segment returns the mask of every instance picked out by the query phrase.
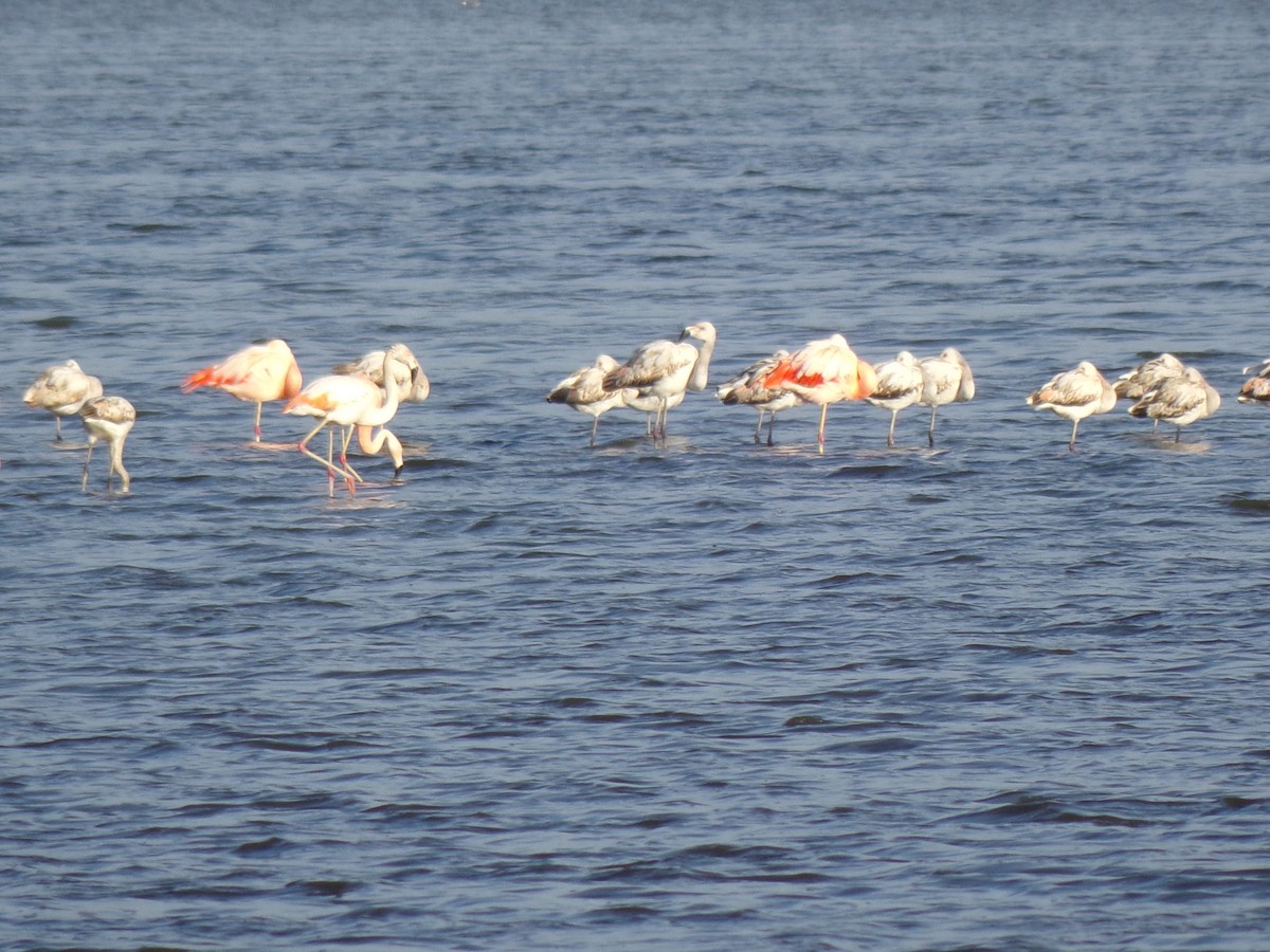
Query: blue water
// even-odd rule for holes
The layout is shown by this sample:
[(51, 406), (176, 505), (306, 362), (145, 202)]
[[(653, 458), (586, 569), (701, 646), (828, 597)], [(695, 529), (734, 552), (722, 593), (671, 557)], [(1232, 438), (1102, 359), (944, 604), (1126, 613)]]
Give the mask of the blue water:
[[(0, 89), (6, 948), (1265, 947), (1270, 10), (3, 3)], [(544, 401), (701, 320), (978, 395)], [(180, 393), (273, 336), (414, 349), (400, 480)], [(1162, 350), (1179, 443), (1024, 404)]]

SHORT PROBLEM - Format every line of the data above as a numbered list, skipping blank lines and leaving out the picture.

TASK OUTPUT -
1. segment returns the mask of every instance picked out by the query phrase.
2. Query: blue water
3. // even-odd rule for holes
4. The layout is shown by this sample:
5. [(51, 406), (176, 505), (306, 362), (145, 202)]
6. [[(653, 458), (586, 569), (701, 646), (828, 597)], [(695, 529), (734, 552), (722, 593), (671, 557)], [(1232, 438), (1102, 359), (944, 604), (1126, 613)]]
7. Give the mask of the blue water:
8. [[(0, 89), (6, 948), (1265, 947), (1270, 10), (3, 3)], [(544, 401), (701, 320), (978, 395)], [(180, 393), (273, 336), (414, 349), (400, 480)], [(1162, 350), (1179, 443), (1024, 404)]]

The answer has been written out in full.